- **Object pointing dataset rows**
* start *

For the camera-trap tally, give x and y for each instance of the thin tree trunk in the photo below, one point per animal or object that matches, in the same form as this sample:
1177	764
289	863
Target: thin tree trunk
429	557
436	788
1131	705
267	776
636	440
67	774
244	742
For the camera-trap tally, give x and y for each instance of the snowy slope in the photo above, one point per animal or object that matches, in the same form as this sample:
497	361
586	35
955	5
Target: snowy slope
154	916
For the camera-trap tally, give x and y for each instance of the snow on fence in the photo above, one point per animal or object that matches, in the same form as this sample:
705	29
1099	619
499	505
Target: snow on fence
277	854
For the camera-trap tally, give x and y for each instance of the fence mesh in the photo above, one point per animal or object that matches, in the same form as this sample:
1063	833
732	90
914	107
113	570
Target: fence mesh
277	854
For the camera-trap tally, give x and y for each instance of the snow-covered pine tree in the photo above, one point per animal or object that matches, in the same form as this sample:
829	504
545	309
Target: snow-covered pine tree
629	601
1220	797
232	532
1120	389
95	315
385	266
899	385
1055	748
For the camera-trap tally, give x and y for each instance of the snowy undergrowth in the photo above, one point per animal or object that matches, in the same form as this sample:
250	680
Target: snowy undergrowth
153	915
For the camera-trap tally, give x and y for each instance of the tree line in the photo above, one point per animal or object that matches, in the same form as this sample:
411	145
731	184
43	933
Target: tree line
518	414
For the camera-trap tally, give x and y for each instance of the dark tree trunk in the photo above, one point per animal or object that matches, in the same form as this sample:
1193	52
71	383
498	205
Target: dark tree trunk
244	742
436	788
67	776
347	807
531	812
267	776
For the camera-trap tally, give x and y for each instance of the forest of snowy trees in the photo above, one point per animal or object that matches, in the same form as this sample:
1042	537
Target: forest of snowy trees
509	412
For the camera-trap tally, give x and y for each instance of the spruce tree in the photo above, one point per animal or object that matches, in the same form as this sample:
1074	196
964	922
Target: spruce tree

* end *

- **SHORT EXERCISE**
Please copy out, with no changes, the part of the records that starts at the line containing "of the tree" and runs through the end of the records, including both ends.

- **ANSWER IN FULL**
For the camera-trap tally, give x and y for each instance of the tree line in the photo above, one point per animal or object that matches, in the same form as this sample:
411	145
731	184
43	933
Target: tree line
518	414
For the camera-trap tally, give x and y for each instance of the dark tree trunk in the photo above, one point per animal or object that matches, in the same form as this sample:
1193	52
71	383
498	205
Target: dark tree trunk
244	742
436	788
67	776
347	807
531	812
267	776
For the camera-trap tally, give x and y for each instance of the forest of snowy trees in the photo above, one point per animal or object that matches, in the same form as this sample:
1042	537
Target: forest of snowy trees
509	412
For the camera-trap tally, give x and y for each instance of the spruce tree in the photo above, one point per animal or object that matches, in the same form as this sample:
1074	196
964	922
Target: spruce tree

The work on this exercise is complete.